Collected data:
====================

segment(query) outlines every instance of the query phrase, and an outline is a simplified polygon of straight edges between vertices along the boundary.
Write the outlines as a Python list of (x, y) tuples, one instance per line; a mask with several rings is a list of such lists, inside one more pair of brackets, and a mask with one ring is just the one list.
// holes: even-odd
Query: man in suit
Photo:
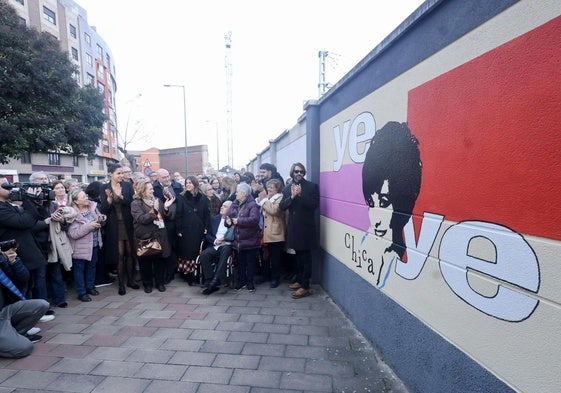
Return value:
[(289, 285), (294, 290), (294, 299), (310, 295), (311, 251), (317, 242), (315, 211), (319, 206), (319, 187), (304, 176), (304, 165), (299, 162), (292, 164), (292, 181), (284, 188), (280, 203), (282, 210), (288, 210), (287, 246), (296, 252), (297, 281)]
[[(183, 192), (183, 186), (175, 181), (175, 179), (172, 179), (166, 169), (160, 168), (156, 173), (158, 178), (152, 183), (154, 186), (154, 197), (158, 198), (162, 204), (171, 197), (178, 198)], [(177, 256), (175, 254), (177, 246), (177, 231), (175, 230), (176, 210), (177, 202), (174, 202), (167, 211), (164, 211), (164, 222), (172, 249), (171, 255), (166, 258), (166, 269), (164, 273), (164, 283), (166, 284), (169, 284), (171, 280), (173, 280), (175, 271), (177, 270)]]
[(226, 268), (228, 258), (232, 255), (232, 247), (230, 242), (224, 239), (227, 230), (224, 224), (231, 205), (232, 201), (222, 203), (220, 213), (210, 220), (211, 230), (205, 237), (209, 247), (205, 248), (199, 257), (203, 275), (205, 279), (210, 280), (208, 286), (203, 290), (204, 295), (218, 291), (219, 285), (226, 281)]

====================

What to produce
Each line of the data must be transcribed exactly; pictures are not carried over.

The completed task
segment(query) outlines every instance of the query phrase, and an outline is a simplified polygon of straight edges between vertices along the boundary.
Write the outlines as a Python list of (x, y) tuples, one instance per line; a mask with several rings is a list of such lists, inside one more pair of brackets, and a mask with one ring is just the one list.
// holes: even-odd
Query: man in suit
Photo:
Return value:
[(289, 285), (294, 290), (294, 299), (310, 295), (311, 251), (317, 242), (315, 211), (319, 206), (319, 187), (304, 176), (304, 165), (299, 162), (292, 164), (292, 181), (284, 188), (280, 203), (282, 210), (288, 210), (287, 246), (296, 252), (297, 281)]
[[(183, 192), (183, 186), (175, 181), (175, 179), (172, 179), (166, 169), (160, 168), (156, 173), (158, 178), (152, 183), (154, 186), (154, 197), (158, 198), (162, 204), (171, 197), (178, 198)], [(177, 256), (175, 254), (177, 246), (177, 231), (175, 230), (176, 210), (177, 202), (174, 202), (167, 211), (164, 211), (164, 222), (172, 249), (171, 255), (166, 258), (166, 269), (164, 273), (164, 283), (166, 284), (169, 284), (171, 280), (173, 280), (175, 271), (177, 270)]]
[(226, 268), (228, 258), (232, 255), (232, 247), (230, 242), (224, 239), (227, 230), (224, 224), (231, 205), (232, 201), (222, 203), (220, 213), (210, 220), (211, 230), (205, 237), (209, 247), (205, 248), (199, 257), (203, 275), (205, 279), (210, 280), (208, 286), (203, 290), (204, 295), (218, 291), (219, 285), (226, 281)]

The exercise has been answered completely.